DATA SHOWN ▸
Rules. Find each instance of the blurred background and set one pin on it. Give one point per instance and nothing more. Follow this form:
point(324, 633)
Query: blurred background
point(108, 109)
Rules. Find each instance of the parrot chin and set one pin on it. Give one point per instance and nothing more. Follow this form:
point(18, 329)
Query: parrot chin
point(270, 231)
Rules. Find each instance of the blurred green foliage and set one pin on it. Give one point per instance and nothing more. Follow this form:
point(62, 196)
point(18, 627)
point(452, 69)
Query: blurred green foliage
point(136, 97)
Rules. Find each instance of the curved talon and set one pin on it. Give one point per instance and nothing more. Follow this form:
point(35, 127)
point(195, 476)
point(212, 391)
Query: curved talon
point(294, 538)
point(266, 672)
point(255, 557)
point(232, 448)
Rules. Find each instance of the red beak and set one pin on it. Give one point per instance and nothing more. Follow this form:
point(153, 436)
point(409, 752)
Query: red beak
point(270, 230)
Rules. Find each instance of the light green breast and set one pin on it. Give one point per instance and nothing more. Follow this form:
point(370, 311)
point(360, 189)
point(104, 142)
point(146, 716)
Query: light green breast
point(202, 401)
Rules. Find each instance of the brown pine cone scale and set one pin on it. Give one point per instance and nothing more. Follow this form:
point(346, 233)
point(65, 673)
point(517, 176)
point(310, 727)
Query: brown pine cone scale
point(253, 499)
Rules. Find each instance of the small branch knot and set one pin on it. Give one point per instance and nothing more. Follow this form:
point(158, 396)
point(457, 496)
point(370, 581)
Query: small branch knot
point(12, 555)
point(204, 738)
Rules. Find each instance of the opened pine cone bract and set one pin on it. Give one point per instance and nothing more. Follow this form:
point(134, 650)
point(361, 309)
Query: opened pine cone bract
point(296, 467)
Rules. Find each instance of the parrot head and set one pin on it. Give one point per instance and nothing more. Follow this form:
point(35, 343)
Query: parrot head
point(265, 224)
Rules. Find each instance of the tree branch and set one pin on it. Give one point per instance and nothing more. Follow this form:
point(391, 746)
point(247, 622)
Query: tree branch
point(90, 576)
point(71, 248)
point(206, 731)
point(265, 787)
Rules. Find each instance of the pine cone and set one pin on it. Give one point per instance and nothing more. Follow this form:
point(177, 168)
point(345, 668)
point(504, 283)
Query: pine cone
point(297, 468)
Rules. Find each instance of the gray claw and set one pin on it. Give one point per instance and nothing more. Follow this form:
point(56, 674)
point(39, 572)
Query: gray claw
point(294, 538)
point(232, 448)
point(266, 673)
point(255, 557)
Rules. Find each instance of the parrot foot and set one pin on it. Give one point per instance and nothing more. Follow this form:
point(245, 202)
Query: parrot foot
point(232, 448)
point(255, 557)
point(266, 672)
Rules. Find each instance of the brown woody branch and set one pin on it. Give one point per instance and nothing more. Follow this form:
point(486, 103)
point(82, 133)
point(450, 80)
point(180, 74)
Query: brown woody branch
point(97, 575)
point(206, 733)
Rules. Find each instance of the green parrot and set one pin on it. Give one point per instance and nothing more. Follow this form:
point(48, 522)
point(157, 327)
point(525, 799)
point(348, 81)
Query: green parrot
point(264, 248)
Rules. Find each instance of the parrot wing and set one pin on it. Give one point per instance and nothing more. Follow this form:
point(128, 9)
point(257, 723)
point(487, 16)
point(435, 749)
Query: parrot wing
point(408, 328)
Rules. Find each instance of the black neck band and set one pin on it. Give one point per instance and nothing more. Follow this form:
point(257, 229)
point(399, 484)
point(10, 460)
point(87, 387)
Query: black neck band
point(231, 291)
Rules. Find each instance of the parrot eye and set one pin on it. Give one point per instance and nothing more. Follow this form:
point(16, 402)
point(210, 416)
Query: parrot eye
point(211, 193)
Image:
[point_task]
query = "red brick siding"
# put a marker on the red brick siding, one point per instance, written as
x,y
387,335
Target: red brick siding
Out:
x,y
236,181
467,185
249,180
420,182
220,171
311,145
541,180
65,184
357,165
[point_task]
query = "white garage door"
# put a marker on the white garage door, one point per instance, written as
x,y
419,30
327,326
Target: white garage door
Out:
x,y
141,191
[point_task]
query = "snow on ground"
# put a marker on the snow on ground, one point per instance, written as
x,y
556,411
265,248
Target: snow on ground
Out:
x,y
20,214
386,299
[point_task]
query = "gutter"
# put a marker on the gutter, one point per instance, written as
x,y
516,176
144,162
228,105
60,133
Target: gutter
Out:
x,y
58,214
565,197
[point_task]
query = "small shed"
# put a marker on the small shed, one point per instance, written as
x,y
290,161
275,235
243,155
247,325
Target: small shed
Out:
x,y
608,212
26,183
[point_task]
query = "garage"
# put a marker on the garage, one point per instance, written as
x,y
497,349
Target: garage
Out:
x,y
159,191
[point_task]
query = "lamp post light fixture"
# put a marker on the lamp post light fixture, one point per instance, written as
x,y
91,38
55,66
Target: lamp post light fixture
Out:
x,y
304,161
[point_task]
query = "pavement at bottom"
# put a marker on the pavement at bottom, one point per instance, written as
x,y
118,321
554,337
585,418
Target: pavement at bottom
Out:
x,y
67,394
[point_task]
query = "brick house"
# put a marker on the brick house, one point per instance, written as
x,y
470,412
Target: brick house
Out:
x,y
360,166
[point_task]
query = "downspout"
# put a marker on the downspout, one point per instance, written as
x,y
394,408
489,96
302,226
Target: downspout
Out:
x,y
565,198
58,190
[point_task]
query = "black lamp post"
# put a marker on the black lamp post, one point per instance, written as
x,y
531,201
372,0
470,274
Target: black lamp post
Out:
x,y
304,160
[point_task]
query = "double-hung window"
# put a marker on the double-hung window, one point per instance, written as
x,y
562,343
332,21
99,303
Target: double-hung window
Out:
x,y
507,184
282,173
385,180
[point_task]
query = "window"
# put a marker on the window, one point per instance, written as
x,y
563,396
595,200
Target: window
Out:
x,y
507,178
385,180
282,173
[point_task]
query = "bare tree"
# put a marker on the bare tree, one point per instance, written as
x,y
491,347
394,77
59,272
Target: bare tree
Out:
--
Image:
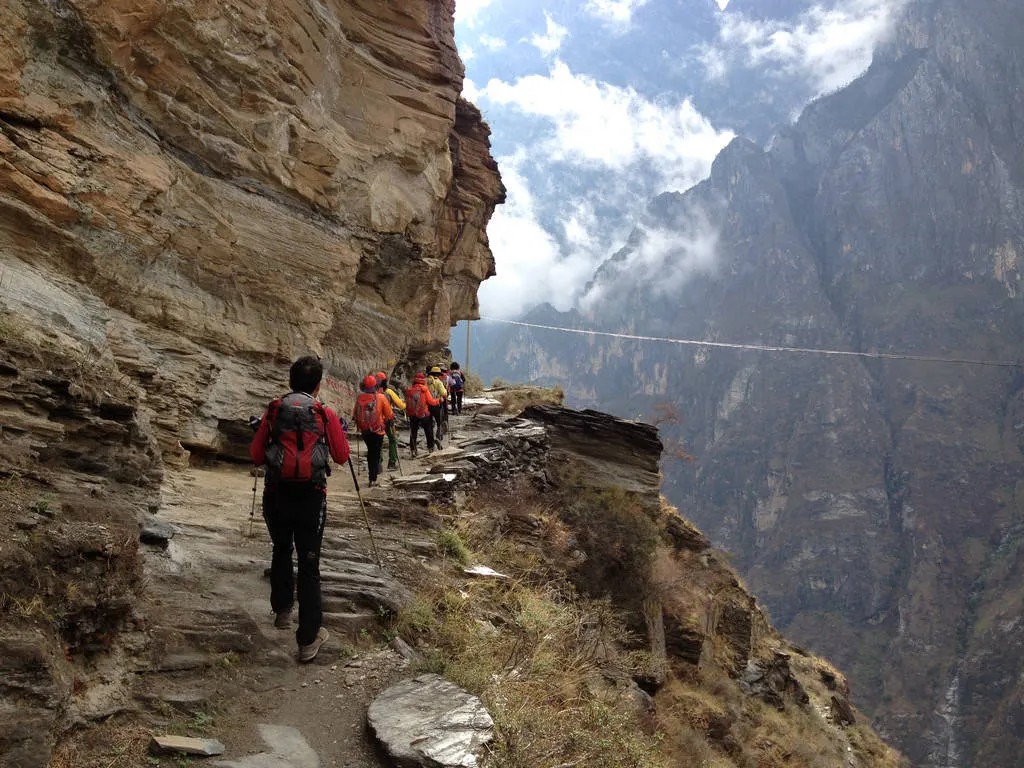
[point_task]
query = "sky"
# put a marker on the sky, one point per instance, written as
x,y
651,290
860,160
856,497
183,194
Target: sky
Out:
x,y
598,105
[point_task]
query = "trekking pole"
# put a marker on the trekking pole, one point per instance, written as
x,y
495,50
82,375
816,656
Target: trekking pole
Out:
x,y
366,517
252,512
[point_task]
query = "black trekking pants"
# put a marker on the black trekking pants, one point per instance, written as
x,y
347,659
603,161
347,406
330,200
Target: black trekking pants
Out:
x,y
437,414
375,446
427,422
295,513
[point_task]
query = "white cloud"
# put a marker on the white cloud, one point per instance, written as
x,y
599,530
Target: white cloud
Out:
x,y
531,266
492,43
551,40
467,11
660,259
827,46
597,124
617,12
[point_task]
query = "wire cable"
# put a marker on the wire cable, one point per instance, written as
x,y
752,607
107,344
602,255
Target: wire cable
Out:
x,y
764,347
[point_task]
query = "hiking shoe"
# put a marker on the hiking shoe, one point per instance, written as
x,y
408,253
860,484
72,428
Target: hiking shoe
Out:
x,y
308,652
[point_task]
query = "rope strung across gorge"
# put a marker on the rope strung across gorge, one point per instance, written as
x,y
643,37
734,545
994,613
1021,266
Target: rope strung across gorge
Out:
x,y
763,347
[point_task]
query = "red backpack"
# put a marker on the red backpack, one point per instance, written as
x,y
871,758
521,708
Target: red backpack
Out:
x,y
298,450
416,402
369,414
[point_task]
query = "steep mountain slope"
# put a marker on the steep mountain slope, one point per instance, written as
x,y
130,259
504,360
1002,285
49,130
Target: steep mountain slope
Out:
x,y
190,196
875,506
--
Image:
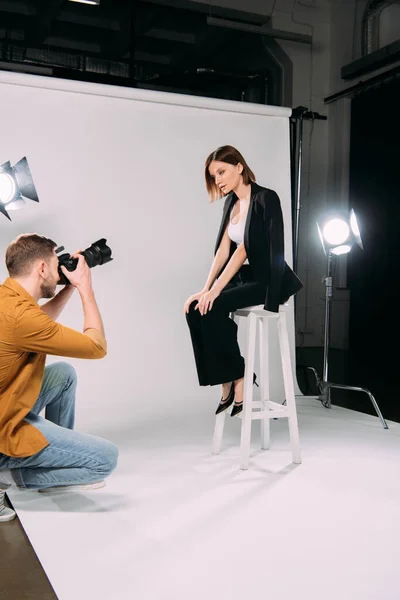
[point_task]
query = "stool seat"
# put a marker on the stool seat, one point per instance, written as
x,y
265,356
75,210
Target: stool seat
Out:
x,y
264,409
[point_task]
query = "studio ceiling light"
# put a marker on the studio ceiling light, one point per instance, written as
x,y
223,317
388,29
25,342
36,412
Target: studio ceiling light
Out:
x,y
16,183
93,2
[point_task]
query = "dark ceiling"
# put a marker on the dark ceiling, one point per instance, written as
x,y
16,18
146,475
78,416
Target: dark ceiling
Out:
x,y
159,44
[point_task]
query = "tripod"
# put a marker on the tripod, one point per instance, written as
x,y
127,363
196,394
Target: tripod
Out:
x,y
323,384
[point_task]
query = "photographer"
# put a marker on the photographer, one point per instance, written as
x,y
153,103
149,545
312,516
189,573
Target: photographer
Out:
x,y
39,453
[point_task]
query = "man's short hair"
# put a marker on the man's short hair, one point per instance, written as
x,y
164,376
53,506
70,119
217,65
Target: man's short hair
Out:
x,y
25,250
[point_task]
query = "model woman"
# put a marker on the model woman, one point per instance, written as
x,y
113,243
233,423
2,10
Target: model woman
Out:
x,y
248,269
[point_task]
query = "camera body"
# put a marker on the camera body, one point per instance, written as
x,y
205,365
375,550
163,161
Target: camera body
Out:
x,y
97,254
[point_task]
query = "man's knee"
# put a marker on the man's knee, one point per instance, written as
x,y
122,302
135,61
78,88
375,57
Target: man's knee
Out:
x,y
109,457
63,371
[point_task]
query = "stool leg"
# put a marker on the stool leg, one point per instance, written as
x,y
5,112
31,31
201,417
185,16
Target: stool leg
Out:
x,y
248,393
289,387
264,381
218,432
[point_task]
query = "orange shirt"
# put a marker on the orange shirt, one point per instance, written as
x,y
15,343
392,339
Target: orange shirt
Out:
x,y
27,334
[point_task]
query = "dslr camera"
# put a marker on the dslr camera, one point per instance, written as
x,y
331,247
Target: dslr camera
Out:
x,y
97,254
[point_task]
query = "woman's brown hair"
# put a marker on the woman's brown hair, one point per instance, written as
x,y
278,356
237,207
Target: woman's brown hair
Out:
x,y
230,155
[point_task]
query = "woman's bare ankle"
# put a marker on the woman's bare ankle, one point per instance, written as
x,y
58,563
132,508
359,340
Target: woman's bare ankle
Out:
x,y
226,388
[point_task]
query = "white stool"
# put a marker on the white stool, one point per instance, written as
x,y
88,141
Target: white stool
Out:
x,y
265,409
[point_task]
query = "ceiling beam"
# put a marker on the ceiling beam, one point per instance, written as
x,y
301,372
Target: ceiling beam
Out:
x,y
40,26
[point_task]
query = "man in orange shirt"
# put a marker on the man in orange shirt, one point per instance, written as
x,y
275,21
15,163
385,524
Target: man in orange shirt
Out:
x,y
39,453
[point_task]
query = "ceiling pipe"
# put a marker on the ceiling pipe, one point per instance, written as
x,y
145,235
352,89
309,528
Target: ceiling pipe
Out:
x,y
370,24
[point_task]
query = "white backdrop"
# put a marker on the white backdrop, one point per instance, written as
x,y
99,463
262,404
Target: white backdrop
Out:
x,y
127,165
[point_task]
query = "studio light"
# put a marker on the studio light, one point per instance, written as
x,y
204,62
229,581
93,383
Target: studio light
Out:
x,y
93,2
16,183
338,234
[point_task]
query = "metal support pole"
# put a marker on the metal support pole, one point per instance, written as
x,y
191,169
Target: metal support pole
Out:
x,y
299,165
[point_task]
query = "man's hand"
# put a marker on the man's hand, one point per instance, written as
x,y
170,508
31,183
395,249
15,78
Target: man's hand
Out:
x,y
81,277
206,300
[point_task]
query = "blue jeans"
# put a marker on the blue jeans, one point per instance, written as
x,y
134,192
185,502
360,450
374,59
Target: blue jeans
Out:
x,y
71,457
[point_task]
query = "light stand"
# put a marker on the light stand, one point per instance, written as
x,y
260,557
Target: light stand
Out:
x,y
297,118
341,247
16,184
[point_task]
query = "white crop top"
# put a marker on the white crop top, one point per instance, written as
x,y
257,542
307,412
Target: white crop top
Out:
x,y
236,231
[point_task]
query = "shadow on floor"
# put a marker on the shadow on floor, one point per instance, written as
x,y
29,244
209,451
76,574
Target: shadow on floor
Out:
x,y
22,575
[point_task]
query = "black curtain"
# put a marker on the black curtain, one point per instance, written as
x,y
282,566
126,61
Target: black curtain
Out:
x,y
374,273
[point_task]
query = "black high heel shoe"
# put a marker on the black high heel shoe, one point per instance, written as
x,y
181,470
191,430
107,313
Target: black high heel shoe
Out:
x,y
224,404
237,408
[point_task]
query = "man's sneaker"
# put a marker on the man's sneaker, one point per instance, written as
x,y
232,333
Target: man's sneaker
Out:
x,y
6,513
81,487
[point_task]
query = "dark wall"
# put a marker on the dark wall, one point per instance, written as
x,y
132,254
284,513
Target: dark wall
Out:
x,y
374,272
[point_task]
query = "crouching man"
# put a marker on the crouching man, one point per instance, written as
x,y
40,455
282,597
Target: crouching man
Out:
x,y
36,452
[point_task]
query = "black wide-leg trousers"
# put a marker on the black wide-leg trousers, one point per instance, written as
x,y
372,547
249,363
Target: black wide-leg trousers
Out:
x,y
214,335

PROBLEM TO WORK ON ▸ Edit everything from the line containing "Rules. Find each instance of the blurred background" down to the line containing "point(270, 231)", changing "pin" to "marker" and leaving every other word as it stands. Return only those lines.

RESPONSE ▸
Rules. Find each instance of the blurred background and set one marker on it. Give one point per instance and nothing more. Follow this form:
point(324, 633)
Query: blurred background
point(108, 109)
Rules. Find each instance of the parrot chin and set one marker on it. Give one point per instance and nothing more. Follow this form:
point(18, 329)
Query: parrot chin
point(270, 231)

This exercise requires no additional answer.